-- Document segment --
--------
I am an incoming computer science PhD student. I have been working with Professor Junchen Jiang, Dr. Yuhan Liu, and Dr. Liangcheng Yu. I am interested in building systems that can support real-world machine learning workloads. My current focus is optimizing KV caches for LLM inference.
Education
Pre-Doc MS in Computer Science
University of Chicago, Sep. 2024 - Dec. 2025
B.E. in Information Engineering
Shanghai Jiao Tong University, Sep. 2020 - Jun. 2024Class Ranking: Top 5%
Selected Publications
EVICPRESS: Joint KV-Cache Compression and Eviction for Efficient LLM Serving
Shaoting Feng*, Yuhan Liu*, Hanchen Li, Xiaokun Chen, Samuel Shen, Kuntai Du, Zhuohan Gu, Rui Zhang, Yuyang Huang, Yihua Cheng, Jiayi Yao, Qizheng Zhang, Ganesh Ananthanarayanan, Junchen Jiang
arXiv
LMCache: An Efficient KV Cache Layer for Enterprise-Scale LLM Inference
Yuhan Liu*, Yihua Cheng*, Jiayi Yao*, Yuwei An, Xiaokun Chen, Shaoting Feng, Yuyang Huang, Samuel Shen, Rui Zhang, Kuntai Du, Junchen Jiang
arXiv
DroidSpeak: KV Cache Sharing for Cross-LLM Communication and Multi-LLM Serving
Yuhan Liu, Yuyang Huang, Jiayi Yao, Shaoting Feng, Zhuohan Gu, Kuntai Du, Hanchen Li, Yihua Cheng, Junchen Jiang, Shan Lu, Madan Musuvathi, Esha Choukse
NSDI’26
AdaptCache: KV Cache Native Storage Hierarchy for Low-Delay and High-Quality Language Model Serving
Shaoting Feng*, Hanchen Li*, Kuntai Du, Zhuohan Gu, Yuhan Liu, Jiayi Yao, Siddhant Ray, Samuel Shen, Yihua Cheng, Ganesh Ananthanarayanan, Junchen Jiang
SOSP workshop BigMem’25
METIS: Fast Quality-Aware RAG Systems with Configuration Adaptation
Siddhant Ray, Rui Pan, Zhuohan Gu, Kuntai Du, Shaoting Feng, Ganesh Ananthanarayanan, Ravi Netravali, Junchen Jiang
SOSP’25
Presentations
Run Multi-Modality Models with LMCache
OnlineGIPUT: Maximizing Photo Coverage Efficiency for UAV Trajectory
- APWeb-WAIM 2024 [slides], Aug. 2024
Experience
TensorMesh, Inc. - Engineering Intern
June 2025 - May 2026
- Impact: Widely used in enterprise settings (e.g., NVIDIA, IBM Cloud). >300TB KV cache data + 1.28 billion hit tokens weekly.
--------
-- Dataset extract --
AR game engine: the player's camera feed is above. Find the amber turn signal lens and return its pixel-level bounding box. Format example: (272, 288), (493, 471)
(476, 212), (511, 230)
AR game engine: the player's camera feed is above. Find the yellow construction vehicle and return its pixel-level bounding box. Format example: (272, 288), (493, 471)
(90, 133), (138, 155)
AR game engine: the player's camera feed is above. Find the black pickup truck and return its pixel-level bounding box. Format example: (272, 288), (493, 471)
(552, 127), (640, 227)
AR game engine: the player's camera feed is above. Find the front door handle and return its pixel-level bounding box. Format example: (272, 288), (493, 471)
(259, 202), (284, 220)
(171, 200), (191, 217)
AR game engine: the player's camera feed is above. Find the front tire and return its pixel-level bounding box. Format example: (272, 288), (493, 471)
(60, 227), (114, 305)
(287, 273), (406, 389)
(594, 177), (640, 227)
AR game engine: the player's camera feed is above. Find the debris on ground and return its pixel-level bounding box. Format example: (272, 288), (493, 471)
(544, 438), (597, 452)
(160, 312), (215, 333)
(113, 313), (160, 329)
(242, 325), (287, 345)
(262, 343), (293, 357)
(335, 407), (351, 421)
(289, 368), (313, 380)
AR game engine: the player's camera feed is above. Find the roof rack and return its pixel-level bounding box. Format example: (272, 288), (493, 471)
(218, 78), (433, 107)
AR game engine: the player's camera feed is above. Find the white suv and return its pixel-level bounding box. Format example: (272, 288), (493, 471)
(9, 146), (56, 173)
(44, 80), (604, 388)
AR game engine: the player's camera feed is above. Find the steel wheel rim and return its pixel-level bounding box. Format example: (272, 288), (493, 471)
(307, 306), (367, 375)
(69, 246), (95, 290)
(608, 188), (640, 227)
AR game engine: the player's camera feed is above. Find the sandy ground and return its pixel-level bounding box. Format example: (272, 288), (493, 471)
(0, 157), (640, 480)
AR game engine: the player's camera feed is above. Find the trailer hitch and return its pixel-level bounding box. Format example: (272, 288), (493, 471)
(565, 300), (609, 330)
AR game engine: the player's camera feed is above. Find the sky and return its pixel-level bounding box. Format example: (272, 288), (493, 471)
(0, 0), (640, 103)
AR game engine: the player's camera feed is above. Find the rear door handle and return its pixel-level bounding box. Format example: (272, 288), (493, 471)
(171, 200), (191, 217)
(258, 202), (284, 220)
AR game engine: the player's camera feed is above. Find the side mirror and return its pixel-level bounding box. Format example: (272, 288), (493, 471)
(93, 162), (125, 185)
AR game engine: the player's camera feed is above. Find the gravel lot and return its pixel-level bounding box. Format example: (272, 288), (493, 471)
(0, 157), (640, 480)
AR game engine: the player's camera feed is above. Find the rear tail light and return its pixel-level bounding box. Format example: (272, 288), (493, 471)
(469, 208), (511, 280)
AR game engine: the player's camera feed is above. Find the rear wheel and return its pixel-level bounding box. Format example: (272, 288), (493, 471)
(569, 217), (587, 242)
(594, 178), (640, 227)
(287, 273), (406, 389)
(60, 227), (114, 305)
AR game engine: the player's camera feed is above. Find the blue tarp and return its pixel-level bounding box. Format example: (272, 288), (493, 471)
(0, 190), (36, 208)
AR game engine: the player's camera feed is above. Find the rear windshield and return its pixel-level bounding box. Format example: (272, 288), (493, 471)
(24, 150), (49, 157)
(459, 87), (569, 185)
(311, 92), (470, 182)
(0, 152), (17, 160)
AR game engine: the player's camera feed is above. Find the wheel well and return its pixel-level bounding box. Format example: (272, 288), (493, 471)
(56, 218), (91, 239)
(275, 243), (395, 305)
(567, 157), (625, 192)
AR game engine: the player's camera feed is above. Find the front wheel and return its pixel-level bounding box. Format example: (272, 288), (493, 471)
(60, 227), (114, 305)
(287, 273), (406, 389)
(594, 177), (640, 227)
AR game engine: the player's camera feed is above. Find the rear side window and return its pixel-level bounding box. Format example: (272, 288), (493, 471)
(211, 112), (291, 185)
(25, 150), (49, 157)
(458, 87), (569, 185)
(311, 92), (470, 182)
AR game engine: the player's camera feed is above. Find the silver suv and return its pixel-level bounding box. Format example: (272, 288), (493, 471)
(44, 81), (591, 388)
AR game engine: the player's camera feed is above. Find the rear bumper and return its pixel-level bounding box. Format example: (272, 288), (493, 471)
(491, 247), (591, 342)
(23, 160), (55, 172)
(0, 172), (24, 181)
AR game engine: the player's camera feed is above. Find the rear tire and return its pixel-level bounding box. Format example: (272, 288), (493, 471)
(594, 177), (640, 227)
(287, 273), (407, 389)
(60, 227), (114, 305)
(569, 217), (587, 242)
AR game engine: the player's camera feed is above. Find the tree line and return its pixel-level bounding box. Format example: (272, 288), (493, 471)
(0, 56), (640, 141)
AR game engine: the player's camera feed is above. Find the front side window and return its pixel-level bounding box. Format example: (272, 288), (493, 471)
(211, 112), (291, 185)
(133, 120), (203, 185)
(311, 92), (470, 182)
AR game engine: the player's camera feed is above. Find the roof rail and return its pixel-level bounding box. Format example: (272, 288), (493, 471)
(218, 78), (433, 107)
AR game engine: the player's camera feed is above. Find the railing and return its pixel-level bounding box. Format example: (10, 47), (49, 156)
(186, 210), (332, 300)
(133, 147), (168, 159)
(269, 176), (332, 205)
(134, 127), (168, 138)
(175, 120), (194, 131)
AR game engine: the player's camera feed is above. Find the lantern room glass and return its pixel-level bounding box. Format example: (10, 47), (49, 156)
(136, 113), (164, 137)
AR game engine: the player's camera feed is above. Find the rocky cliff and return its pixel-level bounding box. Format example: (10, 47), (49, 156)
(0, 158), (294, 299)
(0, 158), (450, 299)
--------
-- Task A --
Edit the profile from "I am an incoming" up to and including "for LLM inference.", putting "production" in place of "real-world".
-- Task B --
Based on the profile, mark each statement yes or no and quote the words that settle it: (i) the Pre-Doc MS at the University of Chicago runs from Sep. 2024 to Dec. 2025; (ii) METIS is listed under NSDI’26; (iii) the role at TensorMesh, Inc. is Engineering Intern.

-- Exercise result A --
I am an incoming computer science PhD student. I have been working with Professor Junchen Jiang, Dr. Yuhan Liu, and Dr. Liangcheng Yu. I am interested in building systems that can support production machine learning workloads. My current focus is optimizing KV caches for LLM inference.

-- Exercise result B --
(i) Yes: "University of Chicago, Sep. 2024 - Dec. 2025"
(ii) No: "SOSP’25"
(iii) Yes: "TensorMesh, Inc. - Engineering Intern"